= Beth S. Williams =

American wildlife veterinarian (1951–2004)

Elizabeth Storm Williams (November 15, 1951 - December 29, 2004) was an American wildlife veterinarian. She discovered chronic wasting disease and is also credited with preventing the extinction of the black-footed ferret.

==Early life and education==
Elizabeth Storm Williams was born November 15, 1951, in Columbia, Missouri, to parents Martha Storm Williams and Walter F. Williams. Her father was a researcher at the University of Maryland, and one of her early jobs was working in his lab. She received her bachelor's degree in zoology from University of Maryland, College Park. She graduated with a Doctor of Veterinary Medicine from Purdue University in 1977. She then went to Colorado State University, where she completed a residency training program and PhD in veterinary pathology.

== Career ==
Williams discovered chronic wasting disease (CWD) in 1978, identifying it as a form of transmissible spongiform encephalopathy, and was later recognized as the foremost expert on CWD in deer and elk in the US. She and her husband are credited with preventing the extinction of black-footed ferrets. She also researched the diseases brucellosis, which affects animals like cattle and elk, and chytridiomycosis, which affects amphibians.

She was part of the Wildlife Disease Association for more than twenty-five years, serving on many committees within the group, including as chair of its Student Activities Committee and Public Awareness Committee. She served on the editorial board of the Journal of Wildlife Diseases, and was made its Editor in 2000.

GIVEN ENTRIES:
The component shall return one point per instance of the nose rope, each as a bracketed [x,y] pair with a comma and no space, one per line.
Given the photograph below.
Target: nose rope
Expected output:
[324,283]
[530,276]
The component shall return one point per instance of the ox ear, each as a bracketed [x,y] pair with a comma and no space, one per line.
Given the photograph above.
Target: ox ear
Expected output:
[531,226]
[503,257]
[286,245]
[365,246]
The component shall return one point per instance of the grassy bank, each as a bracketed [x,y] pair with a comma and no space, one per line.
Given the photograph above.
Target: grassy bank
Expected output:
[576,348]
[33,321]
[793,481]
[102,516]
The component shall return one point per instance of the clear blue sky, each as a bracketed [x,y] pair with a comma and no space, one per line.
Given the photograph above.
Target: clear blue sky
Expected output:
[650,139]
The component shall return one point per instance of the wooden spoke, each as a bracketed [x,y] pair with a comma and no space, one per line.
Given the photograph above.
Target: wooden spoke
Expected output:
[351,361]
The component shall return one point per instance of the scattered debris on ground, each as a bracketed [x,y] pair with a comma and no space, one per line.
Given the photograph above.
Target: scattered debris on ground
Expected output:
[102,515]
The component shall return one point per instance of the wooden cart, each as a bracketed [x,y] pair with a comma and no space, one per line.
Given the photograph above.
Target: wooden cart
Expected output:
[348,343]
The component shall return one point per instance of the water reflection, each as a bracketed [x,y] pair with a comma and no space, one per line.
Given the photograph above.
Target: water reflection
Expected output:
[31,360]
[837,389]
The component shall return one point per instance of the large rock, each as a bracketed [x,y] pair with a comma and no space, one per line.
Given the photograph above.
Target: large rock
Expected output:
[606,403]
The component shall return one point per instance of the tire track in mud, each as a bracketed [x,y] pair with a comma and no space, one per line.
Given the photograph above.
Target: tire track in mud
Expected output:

YOUR INSTRUCTIONS: Continue the text about Beth S. Williams, starting after its last sentence. The listing is separate material that has nothing to do with the Beth S. Williams text.

ANSWER TO THIS PROBLEM:
Williams was also an instructor, teaching at the University of Wyoming and Colorado State University. She was additionally on several national councils, including for the FDA, United States National Research Council, and National Academy of Medicine, as an expert on spongiform encephalopathies.

==Personal life==
Beth Williams married Edwin Thomas (Tom) Thorne, who was also a wildlife veterinarian, in 1980. Williams and Thorne have been called "one of the most productive husband-and-wife collaborations in the history of American conservation".

==Death==
Williams and her husband, Tom Thorne, died in a car accident in northern Colorado on December 29, 2004. She was 53.

==Awards and honors==
In 1996, she was awarded the Wildlife Disease Association's Distinguished Service Award, which is its highest honor, and in 1999 received the Wyoming Game Warden Association's award. In 2005, Williams was inducted into the Wyoming Outdoor Hall of Fame.

Williams and her husband are the namesake of the Tom Thorne/Beth Williams Wildlife Habitat Management Area in Wyoming, as well as the Tom Thorne and Beth Williams Wildlife Research Center at Sybille, one of a few wildlife research centers in the US.